═══ Input records
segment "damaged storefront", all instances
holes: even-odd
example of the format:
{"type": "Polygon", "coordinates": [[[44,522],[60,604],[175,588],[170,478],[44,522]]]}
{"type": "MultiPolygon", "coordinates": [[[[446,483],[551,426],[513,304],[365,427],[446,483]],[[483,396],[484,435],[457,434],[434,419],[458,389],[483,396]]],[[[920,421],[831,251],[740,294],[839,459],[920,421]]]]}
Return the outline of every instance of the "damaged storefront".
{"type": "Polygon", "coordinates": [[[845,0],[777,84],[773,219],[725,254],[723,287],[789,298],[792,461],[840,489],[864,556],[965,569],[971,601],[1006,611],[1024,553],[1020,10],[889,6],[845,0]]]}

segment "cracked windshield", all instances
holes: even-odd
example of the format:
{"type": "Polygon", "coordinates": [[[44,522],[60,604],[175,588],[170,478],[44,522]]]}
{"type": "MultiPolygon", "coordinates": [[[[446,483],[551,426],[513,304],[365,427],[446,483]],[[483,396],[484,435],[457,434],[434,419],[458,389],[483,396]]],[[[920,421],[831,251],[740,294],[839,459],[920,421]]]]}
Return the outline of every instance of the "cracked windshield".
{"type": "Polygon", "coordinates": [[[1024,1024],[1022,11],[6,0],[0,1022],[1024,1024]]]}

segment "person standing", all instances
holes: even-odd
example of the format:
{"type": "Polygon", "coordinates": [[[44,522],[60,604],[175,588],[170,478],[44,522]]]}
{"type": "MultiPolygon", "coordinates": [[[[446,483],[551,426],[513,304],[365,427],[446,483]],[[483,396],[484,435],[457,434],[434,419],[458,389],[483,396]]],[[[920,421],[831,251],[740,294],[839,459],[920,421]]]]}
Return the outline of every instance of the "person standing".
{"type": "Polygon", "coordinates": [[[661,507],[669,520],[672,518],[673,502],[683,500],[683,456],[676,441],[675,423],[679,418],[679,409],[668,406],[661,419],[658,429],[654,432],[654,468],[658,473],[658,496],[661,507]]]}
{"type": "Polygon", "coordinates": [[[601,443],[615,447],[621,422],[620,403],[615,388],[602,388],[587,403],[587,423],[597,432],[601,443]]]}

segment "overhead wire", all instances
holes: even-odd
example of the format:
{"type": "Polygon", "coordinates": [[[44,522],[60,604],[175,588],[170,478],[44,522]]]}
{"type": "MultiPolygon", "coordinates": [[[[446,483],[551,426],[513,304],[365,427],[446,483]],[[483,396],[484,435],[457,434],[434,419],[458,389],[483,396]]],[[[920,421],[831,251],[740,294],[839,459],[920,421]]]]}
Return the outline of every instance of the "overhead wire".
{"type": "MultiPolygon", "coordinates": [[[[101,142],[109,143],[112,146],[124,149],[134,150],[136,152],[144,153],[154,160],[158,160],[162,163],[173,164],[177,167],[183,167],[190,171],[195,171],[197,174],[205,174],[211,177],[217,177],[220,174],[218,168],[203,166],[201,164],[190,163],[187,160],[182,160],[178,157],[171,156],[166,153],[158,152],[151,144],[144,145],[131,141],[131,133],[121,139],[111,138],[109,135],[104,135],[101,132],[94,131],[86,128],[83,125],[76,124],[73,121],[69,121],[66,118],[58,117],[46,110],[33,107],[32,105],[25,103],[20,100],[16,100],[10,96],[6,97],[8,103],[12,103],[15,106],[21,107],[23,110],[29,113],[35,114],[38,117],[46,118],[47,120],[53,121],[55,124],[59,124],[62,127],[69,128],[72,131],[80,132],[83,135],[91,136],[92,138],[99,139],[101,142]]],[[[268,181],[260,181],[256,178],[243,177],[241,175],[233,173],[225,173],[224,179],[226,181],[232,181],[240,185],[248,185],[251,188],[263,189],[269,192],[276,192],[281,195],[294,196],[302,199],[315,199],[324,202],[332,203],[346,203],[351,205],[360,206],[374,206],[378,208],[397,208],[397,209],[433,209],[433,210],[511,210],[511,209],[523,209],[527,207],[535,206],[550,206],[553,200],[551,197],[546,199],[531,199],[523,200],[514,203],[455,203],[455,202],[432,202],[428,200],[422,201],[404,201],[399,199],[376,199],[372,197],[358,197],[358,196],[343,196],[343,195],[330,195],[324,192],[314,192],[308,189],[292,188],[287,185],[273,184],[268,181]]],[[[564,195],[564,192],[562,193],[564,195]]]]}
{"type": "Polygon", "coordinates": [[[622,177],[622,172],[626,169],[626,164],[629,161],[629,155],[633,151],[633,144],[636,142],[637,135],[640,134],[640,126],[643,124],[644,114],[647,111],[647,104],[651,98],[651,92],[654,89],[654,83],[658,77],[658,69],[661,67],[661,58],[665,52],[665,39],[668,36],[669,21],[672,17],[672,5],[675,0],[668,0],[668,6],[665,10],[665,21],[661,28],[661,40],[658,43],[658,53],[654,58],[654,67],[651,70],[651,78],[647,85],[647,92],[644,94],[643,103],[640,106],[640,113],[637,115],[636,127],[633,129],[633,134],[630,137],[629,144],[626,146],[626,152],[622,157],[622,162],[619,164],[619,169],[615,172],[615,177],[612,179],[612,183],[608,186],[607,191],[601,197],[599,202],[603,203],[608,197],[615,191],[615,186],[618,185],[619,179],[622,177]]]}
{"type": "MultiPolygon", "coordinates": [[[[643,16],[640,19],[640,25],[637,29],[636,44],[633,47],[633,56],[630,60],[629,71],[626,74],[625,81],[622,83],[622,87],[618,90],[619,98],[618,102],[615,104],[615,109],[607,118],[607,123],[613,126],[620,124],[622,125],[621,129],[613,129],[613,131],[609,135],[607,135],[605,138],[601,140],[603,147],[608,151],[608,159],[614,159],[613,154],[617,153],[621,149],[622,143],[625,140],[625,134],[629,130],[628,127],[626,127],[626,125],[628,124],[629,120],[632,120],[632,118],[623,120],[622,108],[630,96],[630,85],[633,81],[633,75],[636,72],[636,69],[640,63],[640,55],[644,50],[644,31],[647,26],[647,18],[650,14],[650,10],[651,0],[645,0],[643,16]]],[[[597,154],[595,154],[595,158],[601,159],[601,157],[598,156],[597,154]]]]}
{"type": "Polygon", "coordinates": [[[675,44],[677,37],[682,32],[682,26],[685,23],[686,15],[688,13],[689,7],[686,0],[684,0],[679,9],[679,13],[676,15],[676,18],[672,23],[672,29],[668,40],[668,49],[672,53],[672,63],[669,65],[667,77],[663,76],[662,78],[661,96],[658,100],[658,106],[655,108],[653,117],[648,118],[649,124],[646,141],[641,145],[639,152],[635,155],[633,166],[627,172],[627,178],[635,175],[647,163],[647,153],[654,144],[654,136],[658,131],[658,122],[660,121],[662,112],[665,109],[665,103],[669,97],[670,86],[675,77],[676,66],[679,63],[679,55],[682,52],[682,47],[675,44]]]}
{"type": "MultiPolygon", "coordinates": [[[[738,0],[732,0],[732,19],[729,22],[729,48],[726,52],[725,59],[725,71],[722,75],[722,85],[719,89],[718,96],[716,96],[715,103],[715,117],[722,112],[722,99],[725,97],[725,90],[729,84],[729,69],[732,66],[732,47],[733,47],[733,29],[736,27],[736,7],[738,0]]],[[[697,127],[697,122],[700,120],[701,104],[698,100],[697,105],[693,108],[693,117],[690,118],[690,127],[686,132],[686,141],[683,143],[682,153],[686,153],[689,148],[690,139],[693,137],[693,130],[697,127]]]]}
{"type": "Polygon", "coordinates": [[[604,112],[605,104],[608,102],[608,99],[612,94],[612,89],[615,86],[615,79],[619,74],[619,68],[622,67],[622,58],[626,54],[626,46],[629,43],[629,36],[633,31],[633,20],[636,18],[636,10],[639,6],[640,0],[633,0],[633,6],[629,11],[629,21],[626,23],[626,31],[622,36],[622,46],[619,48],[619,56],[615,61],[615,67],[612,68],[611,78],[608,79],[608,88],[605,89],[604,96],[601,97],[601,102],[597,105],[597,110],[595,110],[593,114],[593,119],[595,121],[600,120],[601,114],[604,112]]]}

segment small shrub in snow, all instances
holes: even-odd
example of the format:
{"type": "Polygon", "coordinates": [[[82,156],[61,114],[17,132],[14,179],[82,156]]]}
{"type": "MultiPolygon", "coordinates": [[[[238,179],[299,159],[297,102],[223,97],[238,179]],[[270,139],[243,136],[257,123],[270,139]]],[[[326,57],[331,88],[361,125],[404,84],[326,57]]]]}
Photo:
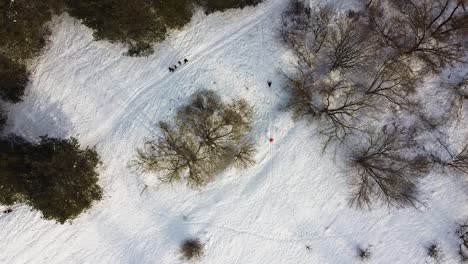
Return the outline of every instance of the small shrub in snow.
{"type": "Polygon", "coordinates": [[[438,242],[433,242],[429,247],[427,247],[427,255],[437,263],[441,261],[442,249],[438,242]]]}
{"type": "Polygon", "coordinates": [[[366,19],[382,45],[439,71],[466,52],[459,39],[468,24],[464,10],[459,0],[379,0],[367,6],[366,19]]]}
{"type": "Polygon", "coordinates": [[[256,5],[262,0],[65,0],[71,16],[94,30],[96,39],[124,43],[129,56],[147,56],[152,44],[190,22],[194,6],[207,13],[256,5]]]}
{"type": "Polygon", "coordinates": [[[101,199],[99,156],[74,138],[42,137],[33,144],[9,136],[0,139],[0,157],[0,204],[25,202],[64,223],[101,199]]]}
{"type": "Polygon", "coordinates": [[[371,257],[371,246],[366,248],[358,247],[358,257],[362,261],[367,261],[371,257]]]}
{"type": "Polygon", "coordinates": [[[204,253],[204,245],[198,238],[186,239],[180,245],[180,253],[186,260],[200,258],[204,253]]]}
{"type": "Polygon", "coordinates": [[[199,91],[174,121],[159,123],[161,135],[146,140],[133,164],[160,173],[163,182],[205,185],[231,165],[254,163],[255,148],[247,138],[252,121],[253,109],[245,100],[224,103],[213,91],[199,91]]]}

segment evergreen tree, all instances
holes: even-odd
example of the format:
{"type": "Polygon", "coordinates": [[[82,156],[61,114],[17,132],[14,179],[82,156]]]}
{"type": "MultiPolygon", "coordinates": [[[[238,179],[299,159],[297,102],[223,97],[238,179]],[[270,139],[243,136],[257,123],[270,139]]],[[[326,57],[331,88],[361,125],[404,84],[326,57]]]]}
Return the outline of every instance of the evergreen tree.
{"type": "Polygon", "coordinates": [[[12,103],[21,101],[27,83],[26,67],[0,55],[0,99],[12,103]]]}
{"type": "Polygon", "coordinates": [[[32,144],[15,135],[0,138],[0,204],[23,201],[24,182],[31,171],[32,144]]]}
{"type": "Polygon", "coordinates": [[[102,197],[99,156],[75,138],[42,137],[32,144],[18,136],[0,140],[0,203],[26,202],[45,219],[64,223],[102,197]]]}
{"type": "Polygon", "coordinates": [[[169,28],[190,21],[188,0],[67,0],[70,15],[94,30],[96,39],[126,43],[129,55],[147,55],[151,43],[166,37],[169,28]]]}

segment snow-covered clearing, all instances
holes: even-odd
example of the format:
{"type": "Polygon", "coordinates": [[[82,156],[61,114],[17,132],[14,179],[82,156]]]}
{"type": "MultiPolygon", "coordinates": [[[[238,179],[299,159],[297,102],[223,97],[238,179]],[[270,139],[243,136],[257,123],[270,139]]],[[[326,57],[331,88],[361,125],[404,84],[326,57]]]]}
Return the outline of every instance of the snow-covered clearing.
{"type": "Polygon", "coordinates": [[[66,15],[55,21],[25,101],[9,109],[10,131],[96,145],[105,196],[73,224],[15,206],[0,216],[0,263],[182,263],[179,243],[193,236],[206,244],[200,263],[357,263],[358,245],[372,245],[371,263],[425,263],[434,240],[443,263],[457,263],[456,222],[468,216],[463,179],[426,177],[419,211],[349,208],[339,159],[322,153],[308,124],[280,110],[281,70],[292,60],[276,38],[286,3],[198,12],[146,58],[94,41],[66,15]],[[184,57],[189,63],[169,73],[184,57]],[[159,185],[129,168],[135,148],[157,133],[154,124],[200,88],[255,107],[257,164],[201,190],[159,185]]]}

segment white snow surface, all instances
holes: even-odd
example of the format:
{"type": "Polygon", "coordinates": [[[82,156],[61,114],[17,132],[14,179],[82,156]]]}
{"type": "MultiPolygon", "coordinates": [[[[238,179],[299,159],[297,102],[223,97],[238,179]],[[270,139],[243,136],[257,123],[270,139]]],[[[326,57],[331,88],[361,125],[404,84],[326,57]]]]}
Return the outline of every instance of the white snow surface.
{"type": "Polygon", "coordinates": [[[339,155],[323,153],[313,126],[281,110],[281,72],[294,61],[276,36],[286,3],[198,12],[145,58],[122,56],[123,46],[93,40],[67,15],[56,19],[24,102],[9,108],[10,132],[96,146],[104,197],[63,225],[14,206],[0,216],[0,263],[184,263],[178,247],[191,237],[206,246],[197,263],[359,263],[357,247],[368,245],[370,263],[430,263],[426,248],[436,240],[443,263],[458,263],[464,179],[427,176],[418,209],[349,208],[339,155]],[[184,57],[189,63],[169,73],[184,57]],[[257,164],[200,190],[160,185],[129,167],[135,148],[158,133],[155,124],[201,88],[255,107],[257,164]]]}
══════
Exercise ▸ Looking at the records above, which lines contain "segment"? Copy those lines.

Answer to this problem ▸
segment "damaged storefront", all instances
segment "cracked windshield", all instances
segment "person standing", all instances
segment "overhead wire", all instances
segment small shrub in snow, all instances
segment evergreen tree, all instances
segment snow-covered clearing, all instances
segment white snow surface, all instances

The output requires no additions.